Copy out all of the data below word for word, leaving out the pictures.
• • •
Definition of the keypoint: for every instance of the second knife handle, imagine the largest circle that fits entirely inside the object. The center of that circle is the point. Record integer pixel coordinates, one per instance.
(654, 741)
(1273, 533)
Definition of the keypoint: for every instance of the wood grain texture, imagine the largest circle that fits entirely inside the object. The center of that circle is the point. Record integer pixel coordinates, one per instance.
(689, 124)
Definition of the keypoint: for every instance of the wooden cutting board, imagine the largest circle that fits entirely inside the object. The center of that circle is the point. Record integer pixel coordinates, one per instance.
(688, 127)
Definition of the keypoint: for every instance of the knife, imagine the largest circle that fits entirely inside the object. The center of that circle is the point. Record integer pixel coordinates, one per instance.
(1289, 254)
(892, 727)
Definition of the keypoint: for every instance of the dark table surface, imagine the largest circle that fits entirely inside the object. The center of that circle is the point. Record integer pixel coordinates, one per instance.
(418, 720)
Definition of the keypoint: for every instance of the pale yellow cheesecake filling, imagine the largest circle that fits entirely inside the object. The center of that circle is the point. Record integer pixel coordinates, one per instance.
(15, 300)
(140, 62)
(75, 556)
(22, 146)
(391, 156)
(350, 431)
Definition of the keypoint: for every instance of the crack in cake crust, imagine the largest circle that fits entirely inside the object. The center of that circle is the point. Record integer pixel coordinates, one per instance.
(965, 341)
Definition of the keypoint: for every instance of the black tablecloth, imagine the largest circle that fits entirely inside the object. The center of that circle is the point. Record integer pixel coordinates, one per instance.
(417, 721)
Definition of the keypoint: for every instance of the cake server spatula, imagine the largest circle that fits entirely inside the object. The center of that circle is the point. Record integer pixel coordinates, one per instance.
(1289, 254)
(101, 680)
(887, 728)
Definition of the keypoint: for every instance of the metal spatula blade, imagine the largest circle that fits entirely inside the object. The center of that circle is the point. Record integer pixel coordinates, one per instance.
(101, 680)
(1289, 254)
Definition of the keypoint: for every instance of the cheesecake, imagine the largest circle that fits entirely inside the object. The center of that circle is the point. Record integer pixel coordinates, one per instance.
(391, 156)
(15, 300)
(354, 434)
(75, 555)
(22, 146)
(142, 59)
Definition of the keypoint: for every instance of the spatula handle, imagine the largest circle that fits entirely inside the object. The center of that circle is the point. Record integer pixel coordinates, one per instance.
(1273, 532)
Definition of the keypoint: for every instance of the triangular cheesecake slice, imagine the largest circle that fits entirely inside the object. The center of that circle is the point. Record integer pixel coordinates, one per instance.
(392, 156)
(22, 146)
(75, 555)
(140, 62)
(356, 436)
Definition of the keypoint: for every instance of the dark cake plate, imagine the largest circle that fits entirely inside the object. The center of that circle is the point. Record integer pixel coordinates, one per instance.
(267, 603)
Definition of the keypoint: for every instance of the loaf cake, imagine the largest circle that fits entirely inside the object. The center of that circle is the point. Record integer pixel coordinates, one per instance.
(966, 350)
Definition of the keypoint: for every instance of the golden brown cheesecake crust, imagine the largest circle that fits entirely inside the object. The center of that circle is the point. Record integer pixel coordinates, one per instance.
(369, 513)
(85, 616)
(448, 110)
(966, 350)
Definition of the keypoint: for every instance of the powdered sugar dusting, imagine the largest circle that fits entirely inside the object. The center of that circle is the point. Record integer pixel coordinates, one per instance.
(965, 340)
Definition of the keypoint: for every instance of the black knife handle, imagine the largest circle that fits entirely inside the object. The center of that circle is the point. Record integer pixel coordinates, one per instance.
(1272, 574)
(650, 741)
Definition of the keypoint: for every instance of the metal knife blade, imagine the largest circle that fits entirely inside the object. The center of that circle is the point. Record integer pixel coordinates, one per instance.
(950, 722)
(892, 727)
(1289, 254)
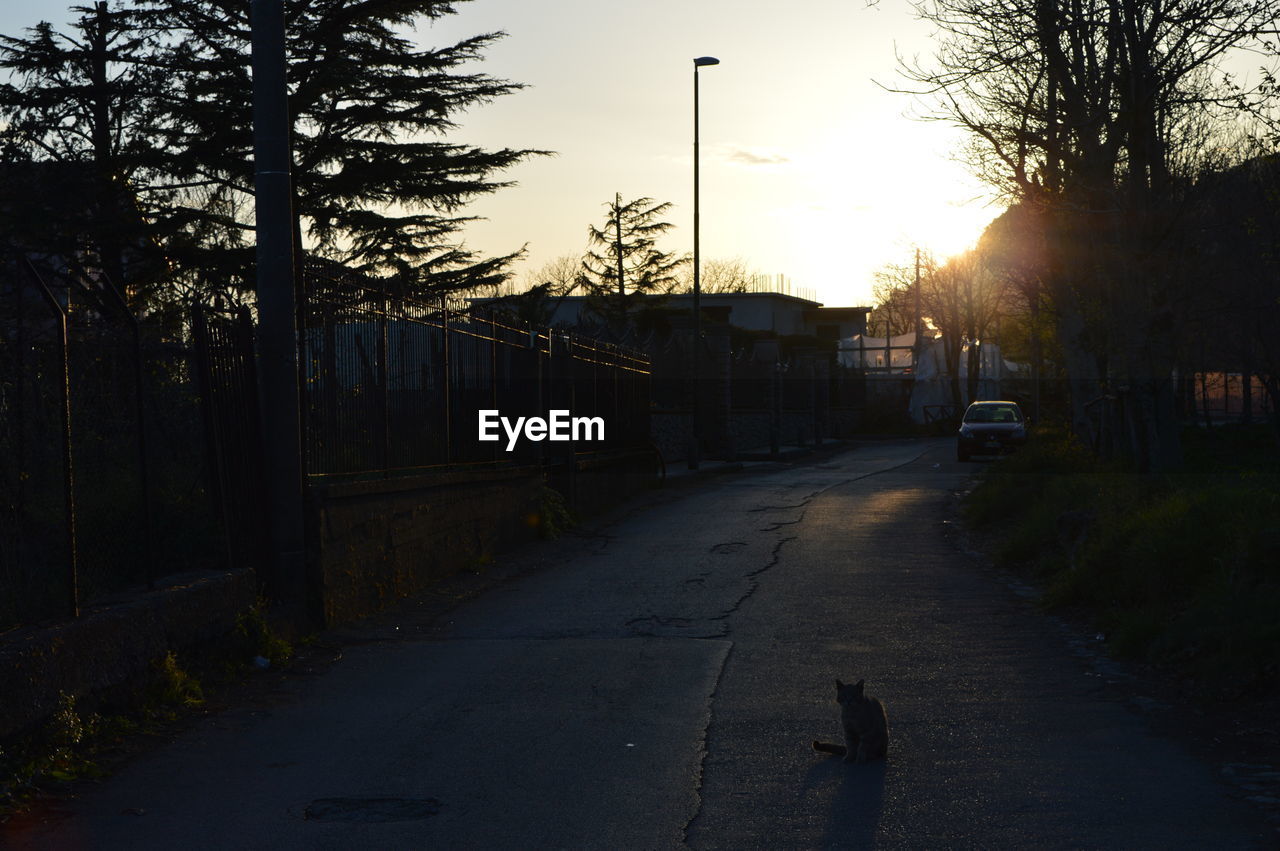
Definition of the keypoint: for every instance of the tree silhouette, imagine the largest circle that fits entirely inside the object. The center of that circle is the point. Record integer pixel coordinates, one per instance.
(624, 264)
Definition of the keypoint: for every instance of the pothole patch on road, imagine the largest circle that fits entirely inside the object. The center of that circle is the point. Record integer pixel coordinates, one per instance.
(371, 809)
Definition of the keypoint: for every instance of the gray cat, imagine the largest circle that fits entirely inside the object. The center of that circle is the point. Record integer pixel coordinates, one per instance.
(864, 722)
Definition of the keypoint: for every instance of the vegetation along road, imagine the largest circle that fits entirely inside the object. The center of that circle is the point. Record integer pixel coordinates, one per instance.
(656, 682)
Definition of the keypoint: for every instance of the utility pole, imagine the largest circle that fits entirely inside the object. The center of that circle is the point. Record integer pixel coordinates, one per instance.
(278, 335)
(918, 349)
(617, 248)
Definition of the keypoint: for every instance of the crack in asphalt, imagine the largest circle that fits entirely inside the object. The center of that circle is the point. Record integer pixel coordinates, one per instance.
(703, 750)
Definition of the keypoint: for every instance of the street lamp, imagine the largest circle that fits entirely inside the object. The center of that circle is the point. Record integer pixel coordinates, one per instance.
(694, 449)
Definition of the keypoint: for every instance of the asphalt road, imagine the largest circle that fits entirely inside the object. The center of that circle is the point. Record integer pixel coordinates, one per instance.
(656, 683)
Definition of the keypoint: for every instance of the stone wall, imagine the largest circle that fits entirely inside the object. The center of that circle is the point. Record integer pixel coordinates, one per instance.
(378, 541)
(113, 648)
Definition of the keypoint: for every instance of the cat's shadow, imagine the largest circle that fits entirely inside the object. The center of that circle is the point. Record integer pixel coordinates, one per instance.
(858, 801)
• • •
§ Finished exercise
Definition of the keypoint: for every instance of the second knife handle, imagine the largest circle that fits entirely inside the object. The center of that circle is the point. Record integer pixel coordinates, one per instance.
(654, 741)
(1273, 533)
Definition of the keypoint: for every instance of the wood grain texture, imagine the largest circle that fits entirely inside the object. The center of that circle is the point. Record integer pixel coordinates, one per instance.
(689, 124)
Definition of the keypoint: for every instance of the wooden cutting board, imagine the largest circle that fits entirely inside the object. The center of that circle is the point. Record integer pixel coordinates, one per instance.
(688, 127)
Definition of the keypoint: for every instance of the knife, imagine the largest circle that fits entirely inside the object. The center of that circle is the point. Record integer pixel coordinates, one per instance.
(1289, 254)
(892, 727)
Definition of the keypoint: for every instance of the dark table surface, imagine the largest circle that fits entirely inside the object. The center of that circle is the point. Record integer pixel coordinates, one per instance.
(418, 720)
Definition of the keypoint: for every instance of the pale yellow cheesecake filling, imagine the largest circle that fits entirely inside the object. The center of that circle is the point. Record integer pixel coordinates, one per instance.
(15, 300)
(140, 62)
(75, 556)
(22, 146)
(391, 156)
(350, 431)
Definition of the keypoint: for every instance of the crack in cake crust, imagine the largest circle that fits entirely inside the object. The center of that circle is the point. Record integer pixel coordinates, one per instance.
(965, 341)
Definition of the keypoint: for every instance of the black tablecloth, imagine the largest circle that fits entirely inside the object. The center of that circle is the point. Record integer pixel coordinates, one per instance.
(417, 721)
Definition of the keypoint: for every instance of the cake server spatula, imagine the largest circle that fits entirely inside the object. The center of that circle is the point. Record integer pixel coordinates, one per instance.
(1289, 254)
(101, 680)
(887, 728)
Definition of the keypoint: for every instance of the metal spatula blade, imagine the largest circle that fits entirely inside the object. The center of that circle is the point. Record integer pixel coordinates, one per instance.
(101, 680)
(1289, 254)
Definition of the keypoint: for every instance of the cheesecake, imagine the largest circle that fits entirely inside the object. The center of that circle is the point. Record integer pixel coordinates, one per instance.
(391, 156)
(15, 300)
(354, 434)
(75, 555)
(22, 146)
(142, 59)
Definition of the keypoint: for every instance of the spatula handle, imagine the largest circle that fits entirely inside the object. The center of that circle is the point. Record integer pixel coordinates, one per instance.
(1273, 532)
Definition of the keypoint: for every instance of the triangular cheesecake slice, imagine the largest circle that fits entirely inside the object. The center of that circle is the point. Record integer pixel coordinates, one per instance.
(392, 156)
(22, 146)
(75, 555)
(140, 62)
(356, 436)
Definition of the keypoint: for every instance of the dark cake plate, imagine the largest circle that fits entirely inside the object. The center of that circle is the point. Record integer pixel coordinates, one per instance.
(267, 603)
Definition of the keypoint: for every instance of the loaf cake, imagine the largest circle that fits entirely inside the object. The center of that circle is the point. Record integer pixel coordinates, one per instance.
(966, 350)
Definition of the keypoint: for every instance of the golden brown cheesecake crust, imagine the largest circle that fits entirely inside the object. The center of that circle is the point. Record integer pixel coordinates, one per instance.
(369, 513)
(85, 616)
(448, 110)
(966, 350)
Definition of the keypoint: for every instance of the powdered sugar dusting, imagine the largest circle that fits entirely inside the object. The center of that circle is the point. Record integer pixel coordinates, one per instance.
(965, 340)
Definition of the keypoint: for every instance of the black knife handle, imagine the largest circle that fits entirely inside the object. The center of that circle is the point. Record integer pixel coordinates, one per instance.
(1272, 574)
(650, 741)
Definition of the keypoint: for every instance of the metal knife blade, imagine the largest circle that fits entirely inside the object. The center of that circle is the point. Record integer pixel coordinates, one per instance.
(950, 722)
(892, 727)
(1289, 254)
Definition of the keypoint: for every instance of the tree silhouette, imagine the largest circle that fits entirely inside the object. The center of that circle is the point. Record integer pixel coordinates, one per instance.
(624, 264)
Definition of the keypoint: for every instance of the pothole patch on road, imagine the largest circle that fits entirely inside the object. The center of that circle is the point. Record integer pixel coordinates, one per instance.
(371, 809)
Definition of the keypoint: for every instance of the gray cat, imagine the largest circle that fits entirely inside the object. The center of that circle is the point. Record integer pixel coordinates, one per instance.
(864, 722)
Definition of the keypoint: for every instance of the vegetation along road, imagine the largest circle that fits entirely inside the object. The center of that circle is the point. Record integer pixel coordinates, one per instance.
(656, 682)
Definition of the keypoint: for every instance of the utility pole, imagine the largest circle that fits entirely inside the object. The center of that circle is the point. Record integer pixel coordinates, one per instance.
(278, 335)
(918, 349)
(617, 248)
Definition of the keypoint: for every instance of the crack in asphalt, imagine the largest circle that fits entirely inside the object. The center of that circle is the point. Record integer pixel coordinates, one per instance.
(703, 750)
Definition of the keypoint: for every instance of the street lamp, imagine the largest circle that fits entirely inside the object. The center of that circle is the point. Record integer pixel coordinates, one per instance.
(694, 449)
Definition of the keypoint: for every instance of the asphalt road, imagine the largest circle that fits entirely inside the object. The center of that circle is the point. Record integer pixel coordinates, one per instance.
(656, 683)
Definition of the keypoint: for every instance of the stone wall, imagine the largest circle that fits entirely inside the object. The center of that circle is the point. Record integer pixel coordinates, one per instance.
(378, 541)
(113, 648)
Definition of the keypoint: for every instance of the cat's shadow, imagine the largest circle that fits entirely inside the object. The center of that circle is the point. Record integer pixel coordinates, one per instance.
(858, 801)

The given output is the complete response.